▸ Supplied records:
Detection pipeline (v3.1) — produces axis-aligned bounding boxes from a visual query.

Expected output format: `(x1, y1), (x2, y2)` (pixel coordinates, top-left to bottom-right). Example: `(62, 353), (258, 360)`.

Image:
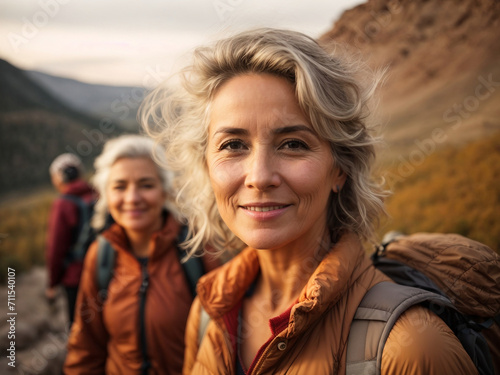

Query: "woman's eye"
(219, 139), (246, 151)
(281, 139), (309, 150)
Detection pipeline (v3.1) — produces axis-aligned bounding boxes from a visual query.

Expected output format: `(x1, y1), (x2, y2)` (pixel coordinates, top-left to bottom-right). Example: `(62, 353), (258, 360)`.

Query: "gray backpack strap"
(346, 281), (453, 375)
(198, 305), (210, 346)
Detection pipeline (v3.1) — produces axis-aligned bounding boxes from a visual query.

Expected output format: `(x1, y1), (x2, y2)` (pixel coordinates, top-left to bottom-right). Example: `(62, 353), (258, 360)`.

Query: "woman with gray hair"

▸ Task brief: Reproduce all of the lines above verbatim, omitting the pictures from your answer.

▸ Answer to the exercise:
Detection pipeline (v3.1) — produces axis-aligned bounding boxes from a visual query.

Expected output format: `(x1, y1), (x2, y2)` (pixel coordinates, top-left to bottom-right). Example: `(62, 353), (258, 360)`.

Image:

Query: "woman's eye"
(219, 139), (246, 151)
(281, 139), (309, 150)
Detection pipeline (v3.1) — produces axis-aligned bounding boxes from a visual query.

Expected output format: `(x1, y1), (x2, y2)` (pixel coordinates, top-left to bottom-right). Example: `(62, 353), (258, 360)`.

Query: "gray backpack strap"
(346, 281), (453, 375)
(198, 305), (210, 346)
Detection pipeline (v3.1) — produces axis-aligned bounding boxes from a visual query.

Expected output format: `(x1, y1), (x2, y2)` (pixel coordinates, top-left to bottom-right). Example: `(62, 353), (258, 360)`.

Query: "woman with gray hair"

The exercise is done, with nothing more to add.